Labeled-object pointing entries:
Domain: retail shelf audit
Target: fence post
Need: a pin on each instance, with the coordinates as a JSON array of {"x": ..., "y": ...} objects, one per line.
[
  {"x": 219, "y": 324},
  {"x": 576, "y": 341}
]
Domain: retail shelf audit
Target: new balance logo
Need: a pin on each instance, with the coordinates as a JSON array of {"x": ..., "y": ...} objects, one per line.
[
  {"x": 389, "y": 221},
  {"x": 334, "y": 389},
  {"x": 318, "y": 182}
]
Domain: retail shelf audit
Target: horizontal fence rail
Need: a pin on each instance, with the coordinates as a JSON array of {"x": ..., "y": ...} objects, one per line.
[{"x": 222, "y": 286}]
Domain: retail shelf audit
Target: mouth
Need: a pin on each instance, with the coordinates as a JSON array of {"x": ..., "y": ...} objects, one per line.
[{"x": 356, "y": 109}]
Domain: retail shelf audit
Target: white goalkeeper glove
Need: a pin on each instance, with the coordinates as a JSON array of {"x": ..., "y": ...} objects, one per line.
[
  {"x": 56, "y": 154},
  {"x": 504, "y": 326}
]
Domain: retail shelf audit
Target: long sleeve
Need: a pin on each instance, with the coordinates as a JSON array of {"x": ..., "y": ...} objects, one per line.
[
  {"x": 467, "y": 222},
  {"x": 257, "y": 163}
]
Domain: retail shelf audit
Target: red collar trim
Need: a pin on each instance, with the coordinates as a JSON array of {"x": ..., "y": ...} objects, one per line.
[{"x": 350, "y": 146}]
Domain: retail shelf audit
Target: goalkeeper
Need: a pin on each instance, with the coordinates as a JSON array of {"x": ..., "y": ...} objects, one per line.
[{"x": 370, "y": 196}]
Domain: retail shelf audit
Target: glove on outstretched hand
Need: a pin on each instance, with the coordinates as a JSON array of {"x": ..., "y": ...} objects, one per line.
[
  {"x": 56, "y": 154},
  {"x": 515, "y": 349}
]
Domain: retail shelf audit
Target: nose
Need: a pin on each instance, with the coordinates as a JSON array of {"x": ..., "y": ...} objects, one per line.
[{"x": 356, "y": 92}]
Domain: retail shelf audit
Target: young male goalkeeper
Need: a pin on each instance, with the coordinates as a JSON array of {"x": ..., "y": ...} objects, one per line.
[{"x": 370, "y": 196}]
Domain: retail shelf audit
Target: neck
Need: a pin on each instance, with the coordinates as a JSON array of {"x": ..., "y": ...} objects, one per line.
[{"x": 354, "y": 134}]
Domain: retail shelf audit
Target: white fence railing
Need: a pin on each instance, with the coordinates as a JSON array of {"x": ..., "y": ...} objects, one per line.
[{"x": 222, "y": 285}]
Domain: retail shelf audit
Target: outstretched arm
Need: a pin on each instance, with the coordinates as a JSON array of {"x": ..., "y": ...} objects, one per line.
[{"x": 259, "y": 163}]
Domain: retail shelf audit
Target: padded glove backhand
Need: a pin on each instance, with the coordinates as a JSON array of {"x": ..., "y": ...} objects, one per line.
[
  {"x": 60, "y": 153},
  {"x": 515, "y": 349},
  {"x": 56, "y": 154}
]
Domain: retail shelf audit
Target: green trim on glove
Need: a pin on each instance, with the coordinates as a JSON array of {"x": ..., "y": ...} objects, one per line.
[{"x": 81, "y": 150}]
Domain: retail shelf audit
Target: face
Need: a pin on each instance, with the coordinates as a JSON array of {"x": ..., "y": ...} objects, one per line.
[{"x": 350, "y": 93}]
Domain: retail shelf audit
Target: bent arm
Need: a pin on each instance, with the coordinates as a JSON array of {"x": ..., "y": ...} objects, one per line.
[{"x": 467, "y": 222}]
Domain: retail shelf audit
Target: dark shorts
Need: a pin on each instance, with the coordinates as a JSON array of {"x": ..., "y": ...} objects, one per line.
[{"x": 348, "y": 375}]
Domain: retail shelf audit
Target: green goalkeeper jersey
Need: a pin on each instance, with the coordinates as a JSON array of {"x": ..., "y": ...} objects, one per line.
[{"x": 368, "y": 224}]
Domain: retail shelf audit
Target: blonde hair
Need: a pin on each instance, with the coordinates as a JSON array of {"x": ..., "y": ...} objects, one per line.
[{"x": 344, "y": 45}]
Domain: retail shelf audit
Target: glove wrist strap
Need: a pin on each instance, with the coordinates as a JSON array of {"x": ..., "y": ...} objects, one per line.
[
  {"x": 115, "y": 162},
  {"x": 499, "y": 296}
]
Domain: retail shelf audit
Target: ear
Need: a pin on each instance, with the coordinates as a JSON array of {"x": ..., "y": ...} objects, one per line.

TASK DETAILS: All of the records must be repeated exactly.

THE REPLY:
Domain: retail shelf audit
Target: fence post
Need: a pin on each instance, with the coordinates as a JSON array of {"x": ..., "y": ...} objects, one per line.
[
  {"x": 219, "y": 324},
  {"x": 576, "y": 341}
]
Domain: retail shelf audit
Target: new balance logo
Need: a pin on each instance, with the coordinates as a JSON array of {"x": ..., "y": ...} objects, one per line.
[
  {"x": 389, "y": 221},
  {"x": 334, "y": 389},
  {"x": 318, "y": 182}
]
Domain: retail shelf audit
Target: horizontal fence rail
Need: a pin on each instance, with the coordinates as a JSON array of {"x": ..., "y": ...} objects, one per line.
[{"x": 222, "y": 286}]
Domain: retail shelf audit
Target: mouth
Need: a pin on each instance, with the coordinates as a JSON array of {"x": ..., "y": ...} objects, one per line.
[{"x": 356, "y": 109}]
Domain: retail shelf audit
Target: white goalkeeper glove
Need: a pin on each instance, with the coordinates as a JSON array of {"x": ..., "y": ...} objects, one per line.
[
  {"x": 56, "y": 154},
  {"x": 504, "y": 326}
]
Domain: retail shelf audit
Target: long sleeve
Need: a pin on each instance, with the coordinates as a JSON array of {"x": ..., "y": ...} objects, one per line.
[
  {"x": 467, "y": 222},
  {"x": 257, "y": 163}
]
Domain: retail shelf audit
Target: red collar trim
Need: a pin on each instance, with the coordinates as a JSON array of {"x": ..., "y": ...} objects, one per line.
[{"x": 350, "y": 146}]
Domain: retail shelf audit
Target: goalkeeper
Need: a pin on each instance, with the coordinates as a JSON array of {"x": ..., "y": ...} objects, one per line.
[{"x": 370, "y": 196}]
Domain: retail shelf audit
Target: glove on outstretched hand
Need: a pin on each instance, with the coordinates as a JSON array of {"x": ..., "y": ...} objects, one per line.
[
  {"x": 56, "y": 154},
  {"x": 515, "y": 349}
]
Domain: retail shelf audit
Target: nose
Need: a pin on each instance, with the coordinates as a JSON array of {"x": ..., "y": ...} objects, one per line.
[{"x": 356, "y": 92}]
Domain: retail shelf audit
Target: young male goalkeeper
Need: a pin on each instance, with the coordinates as a JSON array of {"x": ..., "y": ...} objects, one per line.
[{"x": 370, "y": 196}]
Domain: retail shelf audit
Target: neck
Need: a pin on each instance, with the coordinates as a JSON array of {"x": ..., "y": ...} objects, one per line.
[{"x": 354, "y": 134}]
Domain: retail shelf audit
Target: white fence railing
Need: a pin on each instance, with the coordinates as a JSON array of {"x": ..., "y": ...} objects, one per line.
[{"x": 222, "y": 285}]
Domain: retail shelf audit
Target: outstretched arm
Need: a pin on each instance, with the coordinates as a JSON array of {"x": ..., "y": ...} objects, one per line.
[{"x": 259, "y": 163}]
Domain: retail shelf audit
Target: padded glove backhand
Need: a pin on each instance, with the coordinates as a JSON array of {"x": ..., "y": ...} objects, one per line.
[
  {"x": 60, "y": 153},
  {"x": 515, "y": 349},
  {"x": 56, "y": 154}
]
Domain: retail shelf audit
Target: green trim on glove
Need: a pin on each instance, with the coordinates as a JSON array of {"x": ..., "y": ...} objects, one per line.
[{"x": 81, "y": 150}]
Domain: retail shelf audit
Target: face
Need: a pin on each instance, with the coordinates as a JSON array of {"x": ..., "y": ...} objects, one per line.
[{"x": 350, "y": 93}]
Domain: retail shelf audit
Target: bent arm
Need: a pin on each instance, with the coordinates as a JSON array of {"x": ..., "y": ...} objects, one per line.
[{"x": 467, "y": 222}]
Domain: retail shelf audit
Target: dark shorts
Need: a pin on each instance, with the coordinates as a JSON array of {"x": ..., "y": ...} objects, one per line.
[{"x": 348, "y": 375}]
Domain: retail shelf audit
Target: green goalkeeper jersey
Need: a pin on each instance, with the coordinates as a JSON array of {"x": ..., "y": ...} objects, one per line.
[{"x": 368, "y": 224}]
Domain: retail shelf audit
Target: blonde hair
Need: a pin on each instance, with the coordinates as a JSON array of {"x": ..., "y": ...} objects, one per line.
[{"x": 344, "y": 45}]
Domain: retail shelf audit
Target: glove wrist strap
Need: a pin on each instance, with the coordinates as a JSON array of {"x": ..., "y": ...} objects, one per line.
[
  {"x": 115, "y": 162},
  {"x": 499, "y": 296}
]
Domain: retail shelf audit
Target: ear
Need: a pin on each instance, with the coordinates as a JSON array of {"x": ..., "y": ...} objects, one per line.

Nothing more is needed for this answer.